DATA TO EXAMINE:

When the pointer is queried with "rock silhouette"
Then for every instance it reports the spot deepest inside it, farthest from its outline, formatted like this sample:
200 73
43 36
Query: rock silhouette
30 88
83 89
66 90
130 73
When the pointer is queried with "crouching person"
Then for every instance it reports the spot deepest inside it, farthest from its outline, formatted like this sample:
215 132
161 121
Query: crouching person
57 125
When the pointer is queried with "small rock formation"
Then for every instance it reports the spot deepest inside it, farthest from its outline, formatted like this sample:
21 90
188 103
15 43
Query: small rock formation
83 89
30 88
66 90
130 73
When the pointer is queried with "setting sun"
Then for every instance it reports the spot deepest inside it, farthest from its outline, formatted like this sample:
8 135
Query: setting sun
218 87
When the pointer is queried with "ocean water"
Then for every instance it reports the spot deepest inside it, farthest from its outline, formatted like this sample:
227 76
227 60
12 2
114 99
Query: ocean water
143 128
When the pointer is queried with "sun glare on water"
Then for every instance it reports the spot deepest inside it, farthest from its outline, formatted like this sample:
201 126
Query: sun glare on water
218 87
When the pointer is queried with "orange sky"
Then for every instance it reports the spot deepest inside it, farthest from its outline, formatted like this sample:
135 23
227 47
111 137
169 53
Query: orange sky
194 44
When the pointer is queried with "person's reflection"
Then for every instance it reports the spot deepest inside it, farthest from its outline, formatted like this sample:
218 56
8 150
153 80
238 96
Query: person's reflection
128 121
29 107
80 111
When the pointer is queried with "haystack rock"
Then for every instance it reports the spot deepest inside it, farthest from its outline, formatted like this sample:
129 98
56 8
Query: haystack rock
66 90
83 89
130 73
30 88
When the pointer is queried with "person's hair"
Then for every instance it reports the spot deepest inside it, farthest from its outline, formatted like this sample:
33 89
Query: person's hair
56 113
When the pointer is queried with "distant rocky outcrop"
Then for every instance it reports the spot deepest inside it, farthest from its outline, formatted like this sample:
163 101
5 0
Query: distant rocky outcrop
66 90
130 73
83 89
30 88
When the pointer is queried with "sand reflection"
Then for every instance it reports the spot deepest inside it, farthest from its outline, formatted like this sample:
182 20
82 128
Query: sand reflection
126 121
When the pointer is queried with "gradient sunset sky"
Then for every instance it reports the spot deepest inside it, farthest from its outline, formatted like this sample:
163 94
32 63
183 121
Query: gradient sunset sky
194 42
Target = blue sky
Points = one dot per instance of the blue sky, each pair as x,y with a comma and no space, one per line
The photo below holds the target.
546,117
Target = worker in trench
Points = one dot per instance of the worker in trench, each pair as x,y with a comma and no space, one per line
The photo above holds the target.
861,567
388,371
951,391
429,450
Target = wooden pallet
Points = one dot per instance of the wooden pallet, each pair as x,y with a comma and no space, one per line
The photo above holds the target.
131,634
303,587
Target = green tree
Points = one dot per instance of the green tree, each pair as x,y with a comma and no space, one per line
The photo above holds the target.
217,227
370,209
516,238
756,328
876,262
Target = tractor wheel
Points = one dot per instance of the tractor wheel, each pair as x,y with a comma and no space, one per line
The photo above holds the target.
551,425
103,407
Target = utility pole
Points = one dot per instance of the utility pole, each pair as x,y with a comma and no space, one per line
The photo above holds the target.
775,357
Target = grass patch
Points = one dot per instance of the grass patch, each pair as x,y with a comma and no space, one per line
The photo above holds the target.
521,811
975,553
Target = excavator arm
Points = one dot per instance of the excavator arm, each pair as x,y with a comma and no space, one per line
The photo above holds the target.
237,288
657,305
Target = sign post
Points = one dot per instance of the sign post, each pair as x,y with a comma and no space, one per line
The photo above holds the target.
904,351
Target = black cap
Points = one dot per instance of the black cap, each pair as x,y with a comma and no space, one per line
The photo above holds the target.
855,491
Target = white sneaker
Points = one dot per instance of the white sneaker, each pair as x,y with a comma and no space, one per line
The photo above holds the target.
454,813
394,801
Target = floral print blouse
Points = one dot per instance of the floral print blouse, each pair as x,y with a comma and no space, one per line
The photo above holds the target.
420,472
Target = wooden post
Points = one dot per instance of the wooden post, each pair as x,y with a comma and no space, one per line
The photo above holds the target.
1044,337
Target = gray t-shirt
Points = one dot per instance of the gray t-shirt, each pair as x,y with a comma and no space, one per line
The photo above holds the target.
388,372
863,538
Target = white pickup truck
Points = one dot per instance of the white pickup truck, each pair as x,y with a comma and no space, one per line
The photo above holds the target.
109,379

ASSIGNMENT: Copy task. Give back the whole listing exactly as written.

SOLUTION TO THE PROBLEM:
When the pointer is queried with "rock silhouette"
Then for every instance it reports the spot deepest inside it, farthest from its outline, formatted like this sample:
200 73
43 36
Query: rock silhouette
30 88
83 89
66 90
130 73
When the pointer is queried with "crouching person"
Then for every instance it reports the spot deepest inside it, farthest from its outline, formatted like this sample:
215 132
161 121
Query: crouching person
57 125
When the pointer is queried with "small rock formation"
Then for every instance it reports the spot deepest inside it, farthest from its outline, formatted like this sample:
21 90
188 103
15 43
Query: small rock formation
83 89
30 88
66 90
130 73
When the pointer is queried with "setting sun"
Then for every instance it reports the spot deepest inside it, farthest from its outline, formatted like this sample:
8 135
Query: setting sun
218 87
When the pointer is queried with "ocean water"
Then for every instance it reports the spot deepest inside it, farthest from its outline, formatted like this sample:
227 76
227 60
12 2
114 99
Query: ocean water
143 128
When the pointer is queried with "sun glare on water"
Then for every instance it reports the spot deepest inside it, farthest from its outline, formatted like this sample:
201 126
Query: sun glare on water
218 87
When the pointer is queried with "orange sky"
Then for every instance it reports the spot deepest inside it, farthest from its outline, formatted like this sample:
135 23
227 47
111 137
169 53
Query: orange sky
194 44
When the pointer is queried with "person's reflection"
Then for every instance it reports the spot deepest inside it, farthest from its outline, formatted like this sample:
218 56
8 150
153 80
238 96
Query: person's reflection
128 121
29 107
80 111
When the pointer is queried with "haystack rock"
Then for every instance it reports the spot deepest inside it, farthest from its outline, formatted like this sample:
129 98
56 8
Query: haystack rock
66 90
83 89
130 73
30 88
When the pointer is queried with "person's hair"
Then for every instance it reports the spot deepest inside it, farthest from its outline, formatted like this sample:
33 89
Query: person's hair
56 113
When the pointer is queried with "distant rocky outcrop"
Then for every instance it reports the spot deepest inside it, farthest from its outline, formatted like this sample:
163 101
5 0
Query: distant rocky outcrop
66 90
130 73
83 89
30 88
When the pointer is queried with "sand reflection"
Then for every instance it reports the spot deepest inside it, farthest from its outline, formatted like this sample:
182 20
82 128
Query: sand reflection
126 121
When the pointer is queried with "gradient sunset sky"
Then for every instance it reports the spot deepest inside it, farthest from its outline, formatted like this sample:
163 94
32 63
183 121
Query: gradient sunset sky
194 42
Target = blue sky
Points = one dot per instance of the blue sky, each pair as x,y with a comma and no space, one per line
The photo below holds the target.
546,117
Target = worker in trench
Points = one dot per instance of the worker in trench, each pair as x,y with a comma and no space, one per line
The photo above holds the target.
861,567
388,371
951,391
429,450
Target = wooden pallet
Points = one dot per instance of the wooden pallet, each pair as x,y with a comma and no space, one per line
The photo above holds the target.
131,634
303,587
Target = green tree
Points = one dot per instance of the green tree, each pair as x,y with a comma and no space, one per line
The photo above holds the target.
217,227
370,209
516,238
756,328
876,262
Target = tractor wheel
Points = one dot per instance of the tractor wheel, each pair as x,y with a comma and no space, one per line
The photo above holds the target.
551,425
103,407
Target = utility pole
Points = one dot per instance of the utility pole, each pair as x,y with a comma and no space, one per line
The photo above holds the target.
775,357
Target = grass patch
Points = one dot per instance of the grass patch, each pair as x,y with a comma and no space, one per line
The photo above holds the target.
521,811
975,553
Target = excavator arm
Points = one dot per instance of the excavator arm, each pair as x,y with a comma and no space, one per line
The photo above holds the target.
237,288
657,305
Target = sign post
Points = one dot per instance of the sign post, each pair as x,y with a comma and no space, one per line
The photo above holds the target.
904,351
Target = black cap
Points = one dot per instance of the black cap, each pair as x,y with a comma and no space, one per line
The photo above holds the target.
855,491
Target = white sneaker
Points = one dot per instance of the white sneaker, each pair as x,y with a comma and no space, one per line
The photo above holds the target.
454,813
394,801
Target = floral print blouse
Points = one dot per instance of the floral print blouse, each pair as x,y with a comma and no space, one per line
The photo above holds the target.
420,472
Target = wooden post
Points = one dot per instance of the wooden post, each pair as x,y with a comma and no space, one per line
The photo above holds the target.
1044,337
Target = gray t-shirt
Points = one dot per instance of the gray t-shirt, each pair as x,y with a comma and no space, one per line
The photo above holds the target.
388,372
863,538
Target = white pickup truck
Points = one dot per instance of the white pickup truck, each pair as x,y with a comma and no space, one per line
The photo above holds the target.
109,379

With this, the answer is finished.